### The request
Pull out every line of the records that contains the string "logo".

### Data for this task
════

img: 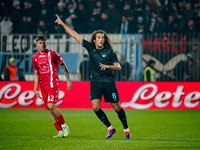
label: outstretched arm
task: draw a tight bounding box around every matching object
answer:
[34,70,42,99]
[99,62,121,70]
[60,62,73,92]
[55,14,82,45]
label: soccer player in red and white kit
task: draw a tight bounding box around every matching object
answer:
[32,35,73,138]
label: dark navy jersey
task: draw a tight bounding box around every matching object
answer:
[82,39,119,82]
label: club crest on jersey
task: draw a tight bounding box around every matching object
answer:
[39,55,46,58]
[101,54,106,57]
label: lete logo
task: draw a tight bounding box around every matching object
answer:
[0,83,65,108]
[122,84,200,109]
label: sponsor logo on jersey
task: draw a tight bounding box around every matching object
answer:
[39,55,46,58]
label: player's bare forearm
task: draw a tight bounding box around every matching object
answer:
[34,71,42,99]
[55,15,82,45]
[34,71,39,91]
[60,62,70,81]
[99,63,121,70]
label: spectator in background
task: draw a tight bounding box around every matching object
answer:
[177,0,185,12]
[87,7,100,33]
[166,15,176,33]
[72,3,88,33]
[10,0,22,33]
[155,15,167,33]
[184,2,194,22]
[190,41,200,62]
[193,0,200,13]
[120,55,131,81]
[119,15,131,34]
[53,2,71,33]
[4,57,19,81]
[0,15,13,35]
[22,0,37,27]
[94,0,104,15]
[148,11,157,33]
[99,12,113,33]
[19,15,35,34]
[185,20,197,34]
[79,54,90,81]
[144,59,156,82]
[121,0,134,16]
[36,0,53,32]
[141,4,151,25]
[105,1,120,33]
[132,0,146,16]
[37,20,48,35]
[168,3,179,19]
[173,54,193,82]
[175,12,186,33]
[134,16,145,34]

════

### Exercise output
label: lete logo
label: sponsor logo on jersey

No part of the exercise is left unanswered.